# WHAT YOU NEED TO DO:
Update the war coverage excerpt from "And, while the" to "imagery from Tuesday." so that "Donbas" reads "the Donbas region" instead, and give that stretch of text.

# PAGE EXCERPT:
■ ■ ■ ■ ■ ■ ■

Among other things, Kofman notes that this phase of the war will “probably drag on into the summer” with costs mounting on both sides as they experience “unsustainable casualties” that could lead to “an operational pause in the coming months.“

And, while the M142 High Mobility Artillery Rocket Systems, or HIMARS “will allow UA to conduct strikes at tactical-operational depths, hitting Russian logistics & C2,” this capability “is being provided in installments and the impact could be greatest when it is first introduced, before Russian forces attempt to adapt.”

The bottom line?

“Overalll, local mil balance in Donbas favors Russia, but long term trends still favor Ukraine. However, that estimate is conditional on sustained Western military assistance, and is not necessarily predictive of outcomes. This is likely to be a protracted war.”

More than a week after being attacked by Ukraine, a Russian-controlled Black Sea gas drilling platform is still on fire, according to satellite imagery from Tuesday.

The attack, confirmed by both Russia and Ukraine, came on June 20. Russia responded by firing 14 rockets, hitting a warehouse in Odesa. You can read more about our coverage of the strike and retaliation here.

We've written a lot about military action in the Black Sea, focusing a lot of attention on repeated Ukraine attacks on Snake Island, the stratetically important rock about 22 miles off the coast. You can read more about that here, here and here.

But here is a look at how the Russians have tried to defend Snake Island.

Since Russia launched its invasion on Feb. 24, questions have been raised about how much intelligence the U.S. has shared with Ukraine. In May, the New York Times, for instance, published a story about how the U.S. shared intelligence with Ukraine allowing it to kill Russian generals. But U.S. officials pushed back on that claim.

Now the Defense Department’s Office of Inspector General (DoDIG) wants to know how well the Pentagon “developed, planned, and executed cross-domain intelligence sharing with European partners in support of Ukraine.”

To that end, DoDIG is asking several U.S. military headquarters - including U.S. European Command, U.S. Special Operations Command and the Defense Intelligence Agency - to provide points of contact who can help them evaluate the level of intelligence sharing. The evaluation begins this month and has no end date.

The long parade of foreign dignitaries to visit Kyiv since the war began includes U.K. Prime Minister Boris Johnson, German Chancellor Olaf Scholz, French President Emmanuel Macron and Italian Prime Minister Mario Draghi among many others.

You can now add Indonesian President Joko Widodo to that list.

After attending the G7 summit in Munich, Widodo visited Ukraine and will later visit Russia.

Ukraine President Volodymyr Zelensky on Tuesday published video purporting to be from the moment a Russian missile hit the Amstor mall in Kremenchuk.

This appears to be the clearest video we have seen of a Tu-22M3 Backfire-C bomber-launched Kh-22 series supersonic anti-ship cruise missile being used to attack a ground target. Russia has been relying heavily on these old weapons and their secondary use for standoff attacks against land targets. You can read more about that here.

"As of this evening, the total number of Russian missiles that have hit our cities is 2,811," Zelensky wrote on his Telegram channel.

"We have all the evidence of what the Russian military is doing against our people. One such piece of evidence is in the video. So that no one would dare to deceive about the missile strike on the shopping center in Kremenchuk. The Russian missile deliberately hit this object. They wanted to kill as many people as possible in a peaceful city, in a regular mall. Russia will be responsible for this act of state terrorism, as for all others. On the battlefield in Ukraine, due to the strengthening of sanctions and, of course, in the tribunal."

At least 20 people were killed in that attack, presidential adviser Kyrylo Tymoshenko said on the Telegram social media app, according to NPR. There were also 59 people wounded, 25 of whom were hospitalized. Authorities have received 40 reports from relatives of people still missing.

Russia has claimed that Ukraine faked the attack, but the BBC shredded those allegations.

We will continue to update this post with new information until we state otherwise.

■ ■ ■ ■ ■ ■ ■

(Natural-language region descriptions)
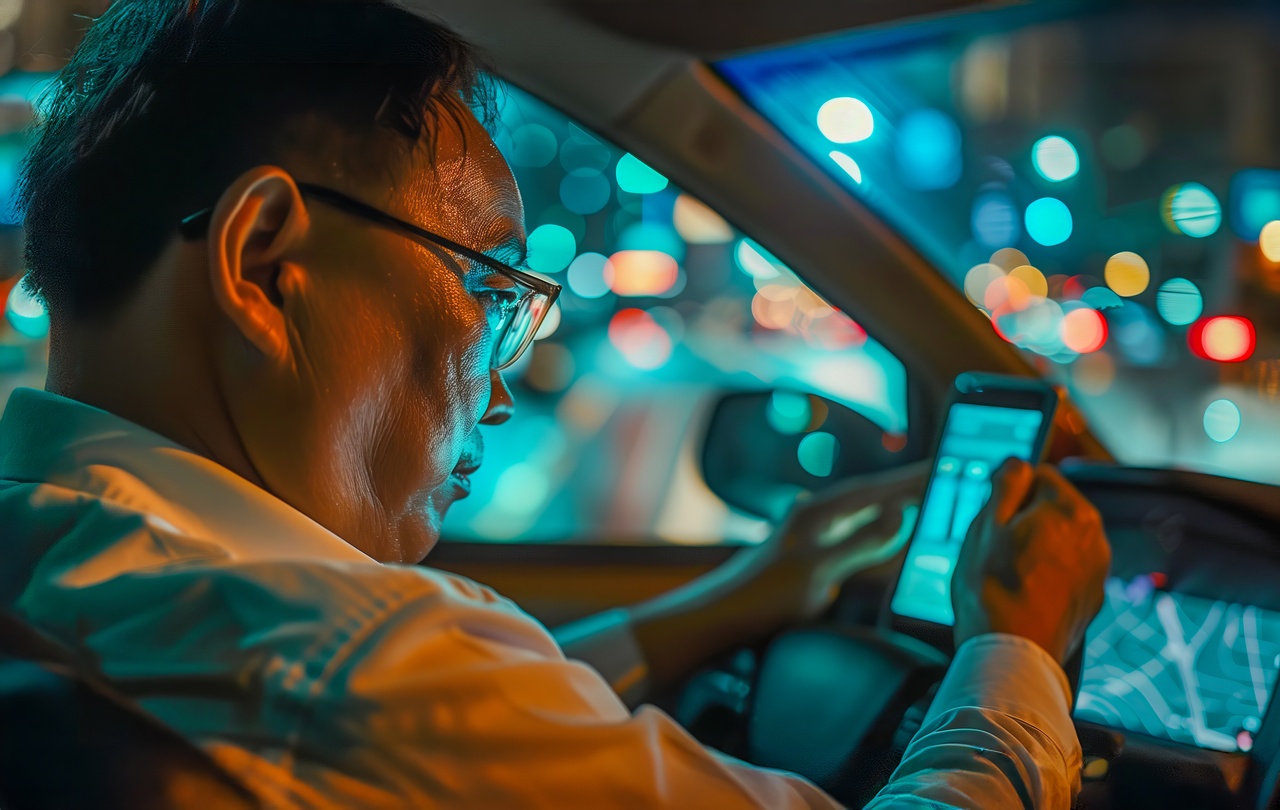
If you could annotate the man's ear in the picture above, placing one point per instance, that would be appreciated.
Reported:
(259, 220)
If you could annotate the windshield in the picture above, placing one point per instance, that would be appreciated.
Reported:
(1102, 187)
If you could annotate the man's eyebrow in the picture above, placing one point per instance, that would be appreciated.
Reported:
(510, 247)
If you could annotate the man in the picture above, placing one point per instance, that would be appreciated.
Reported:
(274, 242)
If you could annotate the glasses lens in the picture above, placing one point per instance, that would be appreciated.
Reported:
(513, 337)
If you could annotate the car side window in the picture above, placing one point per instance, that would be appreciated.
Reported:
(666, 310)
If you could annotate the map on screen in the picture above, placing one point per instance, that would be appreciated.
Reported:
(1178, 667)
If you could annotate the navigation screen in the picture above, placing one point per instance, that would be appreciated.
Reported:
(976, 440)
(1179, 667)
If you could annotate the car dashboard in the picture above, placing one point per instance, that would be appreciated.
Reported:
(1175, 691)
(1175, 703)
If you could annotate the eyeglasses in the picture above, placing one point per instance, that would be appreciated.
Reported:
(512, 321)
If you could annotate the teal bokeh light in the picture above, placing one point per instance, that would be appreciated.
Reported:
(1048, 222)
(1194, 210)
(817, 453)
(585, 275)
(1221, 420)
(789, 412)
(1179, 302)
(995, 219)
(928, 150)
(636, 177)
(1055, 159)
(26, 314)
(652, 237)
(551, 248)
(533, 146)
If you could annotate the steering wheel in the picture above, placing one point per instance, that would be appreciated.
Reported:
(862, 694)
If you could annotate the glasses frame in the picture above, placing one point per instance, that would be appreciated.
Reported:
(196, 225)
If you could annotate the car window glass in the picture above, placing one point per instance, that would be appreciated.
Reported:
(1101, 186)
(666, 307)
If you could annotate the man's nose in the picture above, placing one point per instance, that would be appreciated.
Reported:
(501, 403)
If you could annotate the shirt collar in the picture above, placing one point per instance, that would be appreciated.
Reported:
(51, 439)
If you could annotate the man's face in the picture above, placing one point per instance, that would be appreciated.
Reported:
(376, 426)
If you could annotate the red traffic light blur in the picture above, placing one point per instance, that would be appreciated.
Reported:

■ ■ ■ ■ ■ ■ ■

# RESULT:
And, while the M142 High Mobility Artillery Rocket Systems, or HIMARS “will allow UA to conduct strikes at tactical-operational depths, hitting Russian logistics & C2,” this capability “is being provided in installments and the impact could be greatest when it is first introduced, before Russian forces attempt to adapt.”

The bottom line?

“Overalll, local mil balance in the Donbas region favors Russia, but long term trends still favor Ukraine. However, that estimate is conditional on sustained Western military assistance, and is not necessarily predictive of outcomes. This is likely to be a protracted war.”

More than a week after being attacked by Ukraine, a Russian-controlled Black Sea gas drilling platform is still on fire, according to satellite imagery from Tuesday.